Augochlorella aurata is found throughout the United States, clustering mostly around the east coast and spreading westward. Specifically, this species is found from Southern Canada south to Florida and west to Colorado and Texas. There have been sparse occurrences of A. aurata as west as California and as south as South America. A. aurata inhabits the range furthest north in the Augochlorini tribe which is primarily distributed in the Neotropical region.

== Taxonomy and phylogeny ==
Augochlorella aurata is a bee within the family Halictidae, in which 4 subfamilies, 81 genera, and over 4,000 species are currently described. It is within the monophyletic tribe Augochlorini and within the monophyletic clade Augochlora which is composed of the four genera Augochlora (Smith), Augochlorella (Sandhouse), Ceratalictus (Moure), and Pereirapis (Moure) amounting to 150 species total. Augochlorella contains 19 species and is sister to Augochlora.

The tribe Augochlorini has eight described fossil species from Dominican amber and date back to the Early Miocene, estimated to be 20.44 to 30.82 million years ago.

== Colony cycle ==
Augochlorella aurata is a primitively eusocial ground nesting bee. The colony season begins in spring with a foundress phase in which the overwintered female bee create a nest in the soil and will start a first brood of both males and females. The worker phase begins in early summer when the first brood emerges. The first-brood females become non-reproductively active workers, and the foundress stops all foraging to become the primary reproductive or the queen. In the reproductive phase, workers assist the queen in raising a second brood of both reproductive male and females towards the end of summer. The second brood will then mate in early fall, and the inseminated females overwinter to emerge the next spring as new foundresses. The average number of offspring produced per nest is about 14 to 15 individuals. Although most A. aurata will roughly stick to this colony cycle, some studies show occasional exceptions with some individuals going through the worker phase more than once or becoming completely solitary.

== Foraging and pollination ==
Augochlorella aurata is a polylectic forager meaning they visit many different plant species to collect pollen for feeding. Generally, Augochlorella sp. have been observed visiting a variety of horticulturally significant crops including apple, blueberry, cantaloupe, coffee, cranberry, pepper, tomato, and watermelon. Specifically, A. aurata have been formally observed visiting plants including tomato, Echinacea, and strawberry though they likely visit many more plants due to their generalist pollen feeding habit.

**What is needed**
Answer these questions using the passage on Augochlorella aurata:
1. How many species does the genus Augochlorella contain?
2. When does the worker phase of the colony begin?
3. Which plants has A. aurata been formally observed visiting?

**Records supplied**

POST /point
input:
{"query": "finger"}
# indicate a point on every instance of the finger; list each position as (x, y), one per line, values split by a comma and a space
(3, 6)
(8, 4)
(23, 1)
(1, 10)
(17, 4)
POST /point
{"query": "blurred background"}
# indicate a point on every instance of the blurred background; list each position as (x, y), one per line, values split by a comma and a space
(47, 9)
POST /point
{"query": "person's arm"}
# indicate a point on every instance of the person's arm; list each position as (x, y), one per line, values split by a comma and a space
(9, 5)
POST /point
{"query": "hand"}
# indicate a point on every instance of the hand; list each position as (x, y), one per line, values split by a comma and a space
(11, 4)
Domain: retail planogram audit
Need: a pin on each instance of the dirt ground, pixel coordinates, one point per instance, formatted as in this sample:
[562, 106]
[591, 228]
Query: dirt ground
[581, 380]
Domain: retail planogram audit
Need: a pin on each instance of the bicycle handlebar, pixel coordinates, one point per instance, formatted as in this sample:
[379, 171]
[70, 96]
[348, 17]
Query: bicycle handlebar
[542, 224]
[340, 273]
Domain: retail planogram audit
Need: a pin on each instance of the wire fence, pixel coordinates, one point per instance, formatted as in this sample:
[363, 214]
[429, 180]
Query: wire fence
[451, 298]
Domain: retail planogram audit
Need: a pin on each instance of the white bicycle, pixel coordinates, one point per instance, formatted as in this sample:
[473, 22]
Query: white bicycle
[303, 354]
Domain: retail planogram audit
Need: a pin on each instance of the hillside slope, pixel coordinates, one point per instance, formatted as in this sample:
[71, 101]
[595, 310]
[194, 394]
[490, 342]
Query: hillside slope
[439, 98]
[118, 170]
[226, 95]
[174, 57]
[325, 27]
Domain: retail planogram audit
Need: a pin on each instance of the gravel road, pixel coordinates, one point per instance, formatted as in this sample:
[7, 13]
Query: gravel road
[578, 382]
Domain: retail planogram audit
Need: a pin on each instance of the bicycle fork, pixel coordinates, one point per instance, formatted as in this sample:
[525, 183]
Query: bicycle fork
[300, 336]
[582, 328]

**Task output**
1. 19 species.
2. In early summer, when the first brood emerges.
3. Tomato, Echinacea, and strawberry.